- _Written instruction_: Below, retype every line from the one containing "Annotation guideline v3.1 — Label: gray claw" down to the one containing "[[240, 363, 925, 603]]", both included, with no changes.

• • • • • • •

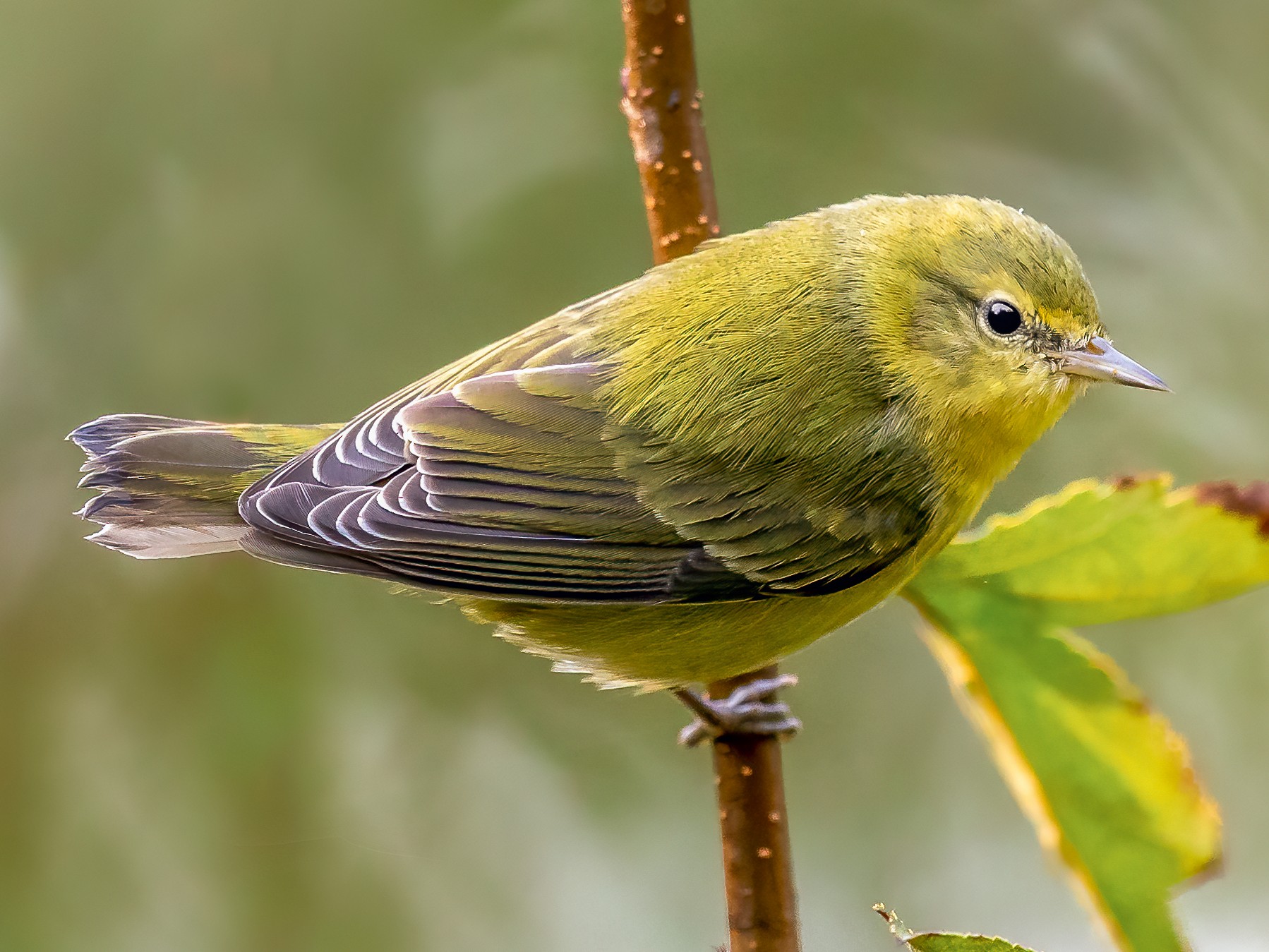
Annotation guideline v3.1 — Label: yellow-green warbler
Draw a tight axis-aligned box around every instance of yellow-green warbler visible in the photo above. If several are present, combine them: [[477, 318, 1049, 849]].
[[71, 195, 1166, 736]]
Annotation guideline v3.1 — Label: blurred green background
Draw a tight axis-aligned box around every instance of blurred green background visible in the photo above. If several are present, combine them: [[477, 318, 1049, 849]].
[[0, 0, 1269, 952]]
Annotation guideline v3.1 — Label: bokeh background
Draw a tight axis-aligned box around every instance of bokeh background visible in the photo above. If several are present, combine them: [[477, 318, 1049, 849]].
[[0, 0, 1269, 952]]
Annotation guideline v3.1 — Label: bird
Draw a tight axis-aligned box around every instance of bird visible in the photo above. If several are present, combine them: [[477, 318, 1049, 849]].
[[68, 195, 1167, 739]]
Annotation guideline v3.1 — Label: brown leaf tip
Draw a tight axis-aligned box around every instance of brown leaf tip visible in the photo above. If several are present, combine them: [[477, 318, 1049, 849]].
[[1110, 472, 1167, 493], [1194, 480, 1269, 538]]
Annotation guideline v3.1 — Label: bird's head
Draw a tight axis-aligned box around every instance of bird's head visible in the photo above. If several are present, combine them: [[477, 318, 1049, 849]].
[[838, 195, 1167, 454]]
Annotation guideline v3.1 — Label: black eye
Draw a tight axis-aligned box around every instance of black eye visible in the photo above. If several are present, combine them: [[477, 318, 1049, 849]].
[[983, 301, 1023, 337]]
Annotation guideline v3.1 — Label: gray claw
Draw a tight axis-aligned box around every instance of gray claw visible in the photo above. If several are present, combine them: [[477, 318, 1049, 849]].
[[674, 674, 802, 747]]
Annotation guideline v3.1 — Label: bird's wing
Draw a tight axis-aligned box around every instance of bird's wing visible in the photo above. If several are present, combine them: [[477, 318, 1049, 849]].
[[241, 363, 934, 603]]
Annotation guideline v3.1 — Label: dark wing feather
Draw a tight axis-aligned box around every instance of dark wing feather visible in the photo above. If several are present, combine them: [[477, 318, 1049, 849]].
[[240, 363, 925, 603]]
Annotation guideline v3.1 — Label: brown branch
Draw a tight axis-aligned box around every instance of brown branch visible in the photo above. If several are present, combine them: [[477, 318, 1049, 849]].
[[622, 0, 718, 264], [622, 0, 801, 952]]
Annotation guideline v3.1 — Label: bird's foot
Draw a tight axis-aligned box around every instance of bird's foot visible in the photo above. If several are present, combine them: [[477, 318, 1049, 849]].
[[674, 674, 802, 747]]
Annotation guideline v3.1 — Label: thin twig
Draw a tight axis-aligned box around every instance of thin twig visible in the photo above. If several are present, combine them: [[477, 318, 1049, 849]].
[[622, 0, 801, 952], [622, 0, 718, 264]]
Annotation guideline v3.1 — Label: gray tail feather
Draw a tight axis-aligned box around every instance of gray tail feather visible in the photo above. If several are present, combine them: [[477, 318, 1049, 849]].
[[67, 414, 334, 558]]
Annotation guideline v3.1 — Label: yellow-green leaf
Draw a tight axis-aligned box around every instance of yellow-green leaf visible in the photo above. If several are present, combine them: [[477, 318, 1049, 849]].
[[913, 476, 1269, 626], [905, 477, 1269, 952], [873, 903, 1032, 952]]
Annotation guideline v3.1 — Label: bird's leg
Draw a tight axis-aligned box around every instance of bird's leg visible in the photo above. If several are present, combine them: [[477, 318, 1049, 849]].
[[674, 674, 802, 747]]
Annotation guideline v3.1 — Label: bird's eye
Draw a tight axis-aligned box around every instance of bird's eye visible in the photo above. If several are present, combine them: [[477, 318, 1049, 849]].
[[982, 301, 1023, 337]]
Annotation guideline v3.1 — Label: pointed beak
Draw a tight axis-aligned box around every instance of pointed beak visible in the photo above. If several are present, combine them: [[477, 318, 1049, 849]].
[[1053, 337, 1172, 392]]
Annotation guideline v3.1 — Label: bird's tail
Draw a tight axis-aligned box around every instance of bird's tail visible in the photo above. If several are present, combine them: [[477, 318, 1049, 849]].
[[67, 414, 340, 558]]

• • • • • • •

- _The solution_:
Annotation guideline v3.1 — Label: gray claw
Draw a tight axis-aligned box around every instance of gray claw visible in the photo above. If several are present, combine them: [[477, 318, 1049, 849]].
[[674, 674, 802, 747]]
Annotation guideline v3.1 — Label: bird's wing
Draw a tight axis-aligned box around every instance of bird's wing visible in the photo above. If several are present, combine them: [[477, 318, 1049, 849]].
[[241, 363, 934, 603]]
Annotation guideline v3.1 — Label: dark wing feather
Draw a tight axis-aligned box around every instance of dark wing feather visible in the photo above. If several are present, combine them: [[477, 318, 1049, 849]].
[[240, 363, 925, 603]]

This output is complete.